• _Given task_
Please give only the number of lines in the records below that contain the word "statue", counting a line only when its case matches.

+++++

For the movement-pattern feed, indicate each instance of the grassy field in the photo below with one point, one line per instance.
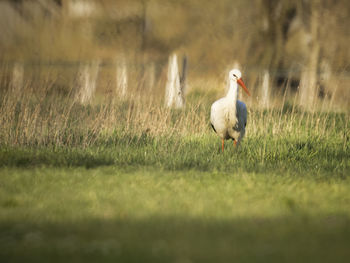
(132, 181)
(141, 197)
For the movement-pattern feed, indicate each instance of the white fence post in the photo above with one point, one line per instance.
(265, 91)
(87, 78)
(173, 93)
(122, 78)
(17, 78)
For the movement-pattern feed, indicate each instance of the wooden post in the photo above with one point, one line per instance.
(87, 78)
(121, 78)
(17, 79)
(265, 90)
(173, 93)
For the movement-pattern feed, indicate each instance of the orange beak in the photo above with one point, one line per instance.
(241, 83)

+++++

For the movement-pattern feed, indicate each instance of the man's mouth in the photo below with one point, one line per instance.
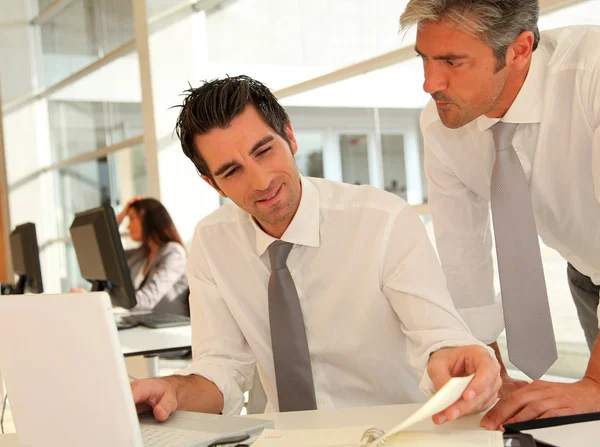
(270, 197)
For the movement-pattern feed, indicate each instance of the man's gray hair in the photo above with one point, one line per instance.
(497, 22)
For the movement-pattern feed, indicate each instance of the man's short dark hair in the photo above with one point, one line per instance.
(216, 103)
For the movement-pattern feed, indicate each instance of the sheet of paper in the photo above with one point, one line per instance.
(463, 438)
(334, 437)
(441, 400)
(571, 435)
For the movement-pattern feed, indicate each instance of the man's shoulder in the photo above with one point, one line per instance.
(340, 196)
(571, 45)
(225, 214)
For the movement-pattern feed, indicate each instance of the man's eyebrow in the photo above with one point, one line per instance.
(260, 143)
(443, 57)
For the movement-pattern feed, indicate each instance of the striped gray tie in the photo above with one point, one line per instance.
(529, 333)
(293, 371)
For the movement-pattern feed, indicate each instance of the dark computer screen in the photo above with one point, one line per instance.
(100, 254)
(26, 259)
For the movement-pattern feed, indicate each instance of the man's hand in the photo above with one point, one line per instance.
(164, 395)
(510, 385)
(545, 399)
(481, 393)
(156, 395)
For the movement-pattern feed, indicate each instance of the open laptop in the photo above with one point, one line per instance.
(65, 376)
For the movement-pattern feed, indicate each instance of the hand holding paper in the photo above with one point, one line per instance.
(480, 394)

+++++

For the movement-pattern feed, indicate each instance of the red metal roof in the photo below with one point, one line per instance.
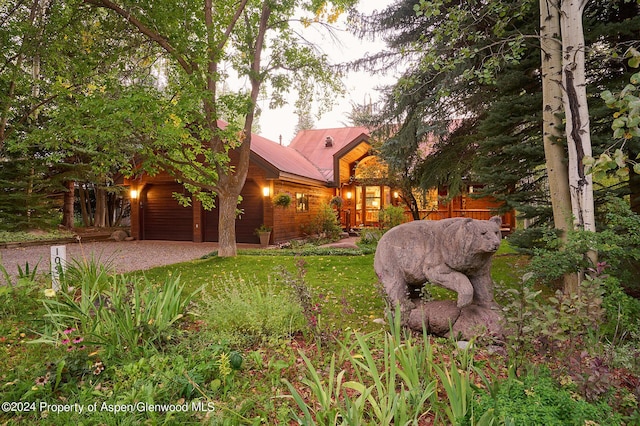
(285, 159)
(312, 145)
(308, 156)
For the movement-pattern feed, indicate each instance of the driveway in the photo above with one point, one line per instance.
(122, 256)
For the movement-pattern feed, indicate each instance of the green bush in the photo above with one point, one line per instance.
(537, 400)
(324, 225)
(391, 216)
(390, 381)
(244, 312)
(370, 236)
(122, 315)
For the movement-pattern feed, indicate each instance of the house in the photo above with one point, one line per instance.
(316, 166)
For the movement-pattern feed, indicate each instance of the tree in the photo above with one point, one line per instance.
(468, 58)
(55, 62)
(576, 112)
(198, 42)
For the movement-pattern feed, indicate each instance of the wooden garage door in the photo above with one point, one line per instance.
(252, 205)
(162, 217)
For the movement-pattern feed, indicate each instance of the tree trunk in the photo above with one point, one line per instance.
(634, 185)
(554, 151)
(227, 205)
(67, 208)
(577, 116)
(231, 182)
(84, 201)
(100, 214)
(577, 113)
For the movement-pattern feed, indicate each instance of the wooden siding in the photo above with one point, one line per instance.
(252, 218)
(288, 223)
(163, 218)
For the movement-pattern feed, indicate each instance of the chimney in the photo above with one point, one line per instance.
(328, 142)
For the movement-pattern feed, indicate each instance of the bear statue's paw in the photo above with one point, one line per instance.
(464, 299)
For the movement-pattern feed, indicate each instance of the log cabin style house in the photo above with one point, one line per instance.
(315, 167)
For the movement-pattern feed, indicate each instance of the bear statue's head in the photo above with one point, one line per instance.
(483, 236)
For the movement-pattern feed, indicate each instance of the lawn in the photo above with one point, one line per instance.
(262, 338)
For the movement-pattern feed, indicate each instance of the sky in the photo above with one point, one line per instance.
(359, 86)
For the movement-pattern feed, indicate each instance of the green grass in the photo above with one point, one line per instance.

+++++

• _Result for this task_
2